:: DATASET EXCERPTS ::

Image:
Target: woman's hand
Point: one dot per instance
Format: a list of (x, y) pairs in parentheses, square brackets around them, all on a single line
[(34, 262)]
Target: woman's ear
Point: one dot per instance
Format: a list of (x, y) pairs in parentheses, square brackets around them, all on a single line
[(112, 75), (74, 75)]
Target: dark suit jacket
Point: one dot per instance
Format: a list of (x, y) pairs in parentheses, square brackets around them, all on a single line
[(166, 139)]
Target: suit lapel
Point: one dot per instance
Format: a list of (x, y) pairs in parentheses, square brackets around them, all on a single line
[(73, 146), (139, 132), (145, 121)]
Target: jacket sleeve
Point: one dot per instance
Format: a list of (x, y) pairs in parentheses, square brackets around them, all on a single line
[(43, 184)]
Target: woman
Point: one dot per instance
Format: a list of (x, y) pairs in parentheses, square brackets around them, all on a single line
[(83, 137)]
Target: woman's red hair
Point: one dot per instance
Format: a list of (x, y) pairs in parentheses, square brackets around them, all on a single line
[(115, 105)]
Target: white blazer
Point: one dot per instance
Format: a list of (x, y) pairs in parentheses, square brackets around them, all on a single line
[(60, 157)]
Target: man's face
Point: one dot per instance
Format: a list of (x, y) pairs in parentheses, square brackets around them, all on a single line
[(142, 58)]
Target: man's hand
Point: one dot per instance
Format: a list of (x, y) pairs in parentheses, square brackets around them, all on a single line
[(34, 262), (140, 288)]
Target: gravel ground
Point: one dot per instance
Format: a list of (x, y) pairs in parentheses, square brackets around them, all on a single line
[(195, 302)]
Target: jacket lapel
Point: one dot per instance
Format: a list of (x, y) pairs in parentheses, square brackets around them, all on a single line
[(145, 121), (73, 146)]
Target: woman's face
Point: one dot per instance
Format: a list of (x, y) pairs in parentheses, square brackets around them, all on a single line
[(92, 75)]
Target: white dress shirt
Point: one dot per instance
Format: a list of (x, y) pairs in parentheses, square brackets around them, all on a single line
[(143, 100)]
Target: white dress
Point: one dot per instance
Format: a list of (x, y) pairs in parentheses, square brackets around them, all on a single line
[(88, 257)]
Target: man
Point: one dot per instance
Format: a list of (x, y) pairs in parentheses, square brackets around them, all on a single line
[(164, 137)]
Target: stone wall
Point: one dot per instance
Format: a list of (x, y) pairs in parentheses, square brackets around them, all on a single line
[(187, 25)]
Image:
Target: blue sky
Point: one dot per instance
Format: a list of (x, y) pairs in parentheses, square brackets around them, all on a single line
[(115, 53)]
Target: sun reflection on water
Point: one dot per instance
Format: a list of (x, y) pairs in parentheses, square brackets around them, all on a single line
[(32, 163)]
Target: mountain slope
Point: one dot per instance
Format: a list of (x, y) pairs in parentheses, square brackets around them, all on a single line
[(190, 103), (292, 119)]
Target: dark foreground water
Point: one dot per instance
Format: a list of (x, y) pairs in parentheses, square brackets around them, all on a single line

:::

**WHAT IS NEEDED**: An answer consisting of the number alone is required: how many lines in the entries hold the string "woman"?

**COMPLETED EXERCISE**: 5